I’ve also called upon the Biden administration to restore order to U.S. college campuses disrupted by antisemitic riots. The brutal attacks last October that took more than 250 people hostage and killed more than 1,200 innocent civilians serve as a chilling example of history repeating itself. Holocaust Remembrance Day marks the anniversary of the Warsaw Ghetto Uprising and honors the six million people killed in the Holocaust, those who survived and the sacrifices of the heroes who freed the Jewish people from the Nazi regime. I often tell young people when I visit schools across Iowa why it’s important to study history. The attacks on Oct. 7 resurrected an ancient hatred of the Jewish people that underscores why we must learn the lessons of history so we don’t repeat the mistakes of the past.

Q: Why did you support the recent military aid package?

--- TASK STATEMENT ---
List every figure for a number of people that appears in the Holocaust Remembrance Day passage, each with the group it counts. Rely only on the passage about Holocaust Remembrance Day when responding.

--- DATA RECORDS ---
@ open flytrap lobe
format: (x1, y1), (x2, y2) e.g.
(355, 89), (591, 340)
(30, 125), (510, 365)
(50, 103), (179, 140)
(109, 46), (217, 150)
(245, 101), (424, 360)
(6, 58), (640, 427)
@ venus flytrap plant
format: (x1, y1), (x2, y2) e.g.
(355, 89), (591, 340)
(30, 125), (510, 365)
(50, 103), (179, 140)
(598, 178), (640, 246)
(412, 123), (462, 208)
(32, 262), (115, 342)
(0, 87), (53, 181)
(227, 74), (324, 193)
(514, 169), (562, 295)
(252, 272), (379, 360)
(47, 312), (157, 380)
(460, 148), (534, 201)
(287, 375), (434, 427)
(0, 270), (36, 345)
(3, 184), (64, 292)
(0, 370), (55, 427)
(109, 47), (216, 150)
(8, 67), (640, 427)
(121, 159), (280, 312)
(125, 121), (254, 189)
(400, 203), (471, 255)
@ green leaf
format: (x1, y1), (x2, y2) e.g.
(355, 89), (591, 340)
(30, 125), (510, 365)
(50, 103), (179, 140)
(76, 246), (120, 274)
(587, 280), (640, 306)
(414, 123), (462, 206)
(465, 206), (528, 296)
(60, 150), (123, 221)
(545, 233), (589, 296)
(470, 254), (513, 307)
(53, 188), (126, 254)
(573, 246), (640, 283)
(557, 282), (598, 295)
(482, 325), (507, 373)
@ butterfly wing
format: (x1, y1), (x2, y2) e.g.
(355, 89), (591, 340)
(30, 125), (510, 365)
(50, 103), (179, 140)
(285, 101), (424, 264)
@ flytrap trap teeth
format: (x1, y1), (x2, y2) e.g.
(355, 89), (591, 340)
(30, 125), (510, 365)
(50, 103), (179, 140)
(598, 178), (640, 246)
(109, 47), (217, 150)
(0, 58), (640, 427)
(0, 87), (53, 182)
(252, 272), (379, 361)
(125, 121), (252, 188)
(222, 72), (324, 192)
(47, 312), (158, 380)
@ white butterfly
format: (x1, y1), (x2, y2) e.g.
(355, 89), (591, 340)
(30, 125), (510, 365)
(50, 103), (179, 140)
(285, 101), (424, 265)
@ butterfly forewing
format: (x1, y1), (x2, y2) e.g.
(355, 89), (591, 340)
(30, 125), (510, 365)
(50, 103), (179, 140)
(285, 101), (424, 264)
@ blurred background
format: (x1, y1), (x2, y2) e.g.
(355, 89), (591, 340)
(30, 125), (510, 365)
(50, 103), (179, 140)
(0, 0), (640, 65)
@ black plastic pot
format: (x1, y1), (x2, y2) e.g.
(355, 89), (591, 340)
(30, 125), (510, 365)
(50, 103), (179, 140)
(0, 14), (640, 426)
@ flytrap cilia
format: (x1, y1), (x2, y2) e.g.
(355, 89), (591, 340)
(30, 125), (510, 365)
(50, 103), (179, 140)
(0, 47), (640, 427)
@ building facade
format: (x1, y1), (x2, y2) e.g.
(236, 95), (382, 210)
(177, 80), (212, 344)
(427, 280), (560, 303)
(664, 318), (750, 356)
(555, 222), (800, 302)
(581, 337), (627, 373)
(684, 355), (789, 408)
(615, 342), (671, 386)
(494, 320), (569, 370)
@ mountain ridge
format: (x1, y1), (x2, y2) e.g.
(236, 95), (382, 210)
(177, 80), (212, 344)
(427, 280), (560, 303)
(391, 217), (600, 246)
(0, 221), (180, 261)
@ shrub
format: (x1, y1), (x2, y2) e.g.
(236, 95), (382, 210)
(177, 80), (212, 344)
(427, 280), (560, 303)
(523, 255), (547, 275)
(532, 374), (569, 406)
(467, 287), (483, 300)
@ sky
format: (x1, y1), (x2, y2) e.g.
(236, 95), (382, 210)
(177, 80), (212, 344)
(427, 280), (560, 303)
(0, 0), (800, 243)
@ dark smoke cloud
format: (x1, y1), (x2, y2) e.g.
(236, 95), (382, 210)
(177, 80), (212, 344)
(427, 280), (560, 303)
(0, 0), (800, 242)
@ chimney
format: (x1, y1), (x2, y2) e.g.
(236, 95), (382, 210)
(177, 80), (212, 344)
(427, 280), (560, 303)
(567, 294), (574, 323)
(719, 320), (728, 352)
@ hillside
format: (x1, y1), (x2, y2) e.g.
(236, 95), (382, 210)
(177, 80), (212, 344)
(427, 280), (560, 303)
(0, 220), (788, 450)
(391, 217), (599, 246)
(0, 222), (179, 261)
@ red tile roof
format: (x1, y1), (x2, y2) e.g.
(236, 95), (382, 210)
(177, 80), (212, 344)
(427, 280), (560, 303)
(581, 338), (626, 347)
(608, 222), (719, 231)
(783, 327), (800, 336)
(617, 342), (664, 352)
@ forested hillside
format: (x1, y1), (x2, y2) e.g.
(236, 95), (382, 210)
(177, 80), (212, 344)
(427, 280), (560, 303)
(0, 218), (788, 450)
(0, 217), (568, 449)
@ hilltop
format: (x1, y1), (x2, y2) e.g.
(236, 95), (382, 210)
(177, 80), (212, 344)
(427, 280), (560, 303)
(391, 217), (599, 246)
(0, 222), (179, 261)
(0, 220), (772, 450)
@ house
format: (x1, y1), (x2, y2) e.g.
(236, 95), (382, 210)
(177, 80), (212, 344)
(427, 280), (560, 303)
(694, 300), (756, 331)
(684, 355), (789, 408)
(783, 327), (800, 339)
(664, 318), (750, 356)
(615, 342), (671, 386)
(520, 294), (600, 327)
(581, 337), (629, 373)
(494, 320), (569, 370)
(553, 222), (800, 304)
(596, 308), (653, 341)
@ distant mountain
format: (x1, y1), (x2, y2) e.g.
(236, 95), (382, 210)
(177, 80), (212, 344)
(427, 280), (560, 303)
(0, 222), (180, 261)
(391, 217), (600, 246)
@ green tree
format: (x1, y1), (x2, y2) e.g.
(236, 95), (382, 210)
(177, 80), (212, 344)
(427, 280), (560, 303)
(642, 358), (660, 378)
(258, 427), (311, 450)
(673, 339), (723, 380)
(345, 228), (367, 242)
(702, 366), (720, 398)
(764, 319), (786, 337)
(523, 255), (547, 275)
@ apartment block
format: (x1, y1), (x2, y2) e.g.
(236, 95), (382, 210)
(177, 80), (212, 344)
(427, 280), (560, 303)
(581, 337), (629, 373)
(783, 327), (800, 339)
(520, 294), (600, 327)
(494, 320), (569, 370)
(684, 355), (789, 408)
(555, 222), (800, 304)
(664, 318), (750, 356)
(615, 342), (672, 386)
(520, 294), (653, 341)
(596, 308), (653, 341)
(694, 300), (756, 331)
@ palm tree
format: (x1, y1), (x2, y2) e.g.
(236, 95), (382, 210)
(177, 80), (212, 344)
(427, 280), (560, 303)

--- SOLUTION ---
- More than 250: people taken hostage in the attacks last October
- More than 1,200: innocent civilians killed in those attacks
- Six million: people killed in the Holocaust